◆ What the task requires ◆
Quote each line exactly, from the line that contains "If you would be so good as to mark the stainless" down to the last line of the listing, and no other lines.

◆ Listed records ◆
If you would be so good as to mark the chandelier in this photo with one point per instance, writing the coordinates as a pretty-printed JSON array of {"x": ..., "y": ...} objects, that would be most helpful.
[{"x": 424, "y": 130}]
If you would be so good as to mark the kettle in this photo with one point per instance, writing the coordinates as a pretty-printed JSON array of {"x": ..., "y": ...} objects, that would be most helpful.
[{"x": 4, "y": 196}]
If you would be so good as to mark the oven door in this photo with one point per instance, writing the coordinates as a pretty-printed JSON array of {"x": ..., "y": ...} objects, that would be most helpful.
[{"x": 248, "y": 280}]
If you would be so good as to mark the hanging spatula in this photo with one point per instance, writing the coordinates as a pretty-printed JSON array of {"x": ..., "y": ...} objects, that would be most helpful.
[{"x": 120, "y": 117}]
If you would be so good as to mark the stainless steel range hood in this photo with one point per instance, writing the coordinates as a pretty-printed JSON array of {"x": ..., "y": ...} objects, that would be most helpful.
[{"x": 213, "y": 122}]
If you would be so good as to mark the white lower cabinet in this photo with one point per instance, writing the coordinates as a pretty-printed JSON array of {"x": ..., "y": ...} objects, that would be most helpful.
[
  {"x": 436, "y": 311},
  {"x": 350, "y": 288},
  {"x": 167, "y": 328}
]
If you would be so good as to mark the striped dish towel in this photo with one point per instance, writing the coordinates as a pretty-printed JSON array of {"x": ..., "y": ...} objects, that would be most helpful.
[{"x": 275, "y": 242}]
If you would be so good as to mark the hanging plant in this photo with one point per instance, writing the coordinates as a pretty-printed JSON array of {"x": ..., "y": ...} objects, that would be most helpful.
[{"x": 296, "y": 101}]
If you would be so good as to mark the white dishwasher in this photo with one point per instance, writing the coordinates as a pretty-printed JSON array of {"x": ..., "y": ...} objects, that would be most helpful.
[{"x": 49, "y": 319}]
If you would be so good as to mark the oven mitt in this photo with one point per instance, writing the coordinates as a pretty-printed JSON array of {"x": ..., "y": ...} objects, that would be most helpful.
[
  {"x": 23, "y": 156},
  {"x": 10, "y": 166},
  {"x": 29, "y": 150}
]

◆ Solution for this exercise ◆
If you would be so good as to mark the stainless steel range hood in this photo with one point per instance, writing the coordinates as a pretty-printed JSON array of {"x": ..., "y": ...} objects, that would be most helpful.
[{"x": 213, "y": 122}]
If you would be so good as to mark the white lower cabinet in this photo with one point per instance, writing the coordinates as a pretty-printed JSON array of {"x": ..., "y": ...} objects, that would be most helpful.
[
  {"x": 436, "y": 311},
  {"x": 350, "y": 288},
  {"x": 167, "y": 328}
]
If you would be so good as to mark the striped dish towel in this photo with one point per instance, writing the coordinates as a pretty-printed JSON array of {"x": ..., "y": ...} objects, that would be most helpful.
[{"x": 275, "y": 242}]
If you would be so good as to mark the hanging plant in this photo with one point per instance, writing the coordinates as a pretty-printed JSON array of {"x": ..., "y": ...} objects, that would be most helpful.
[{"x": 296, "y": 101}]
If you would be so good as to mark the white dishwasher in this photo with one point per instance, writing the coordinates as a pretty-printed JSON array of {"x": ..., "y": ...} objects, that would be most helpful.
[{"x": 49, "y": 319}]
If you would be so good as to mark the oven mitt in this photo with one point per instance, writing the coordinates as a pretty-printed JSON array of {"x": ..., "y": ...} objects, that would be most helpful.
[
  {"x": 23, "y": 156},
  {"x": 10, "y": 166},
  {"x": 29, "y": 150}
]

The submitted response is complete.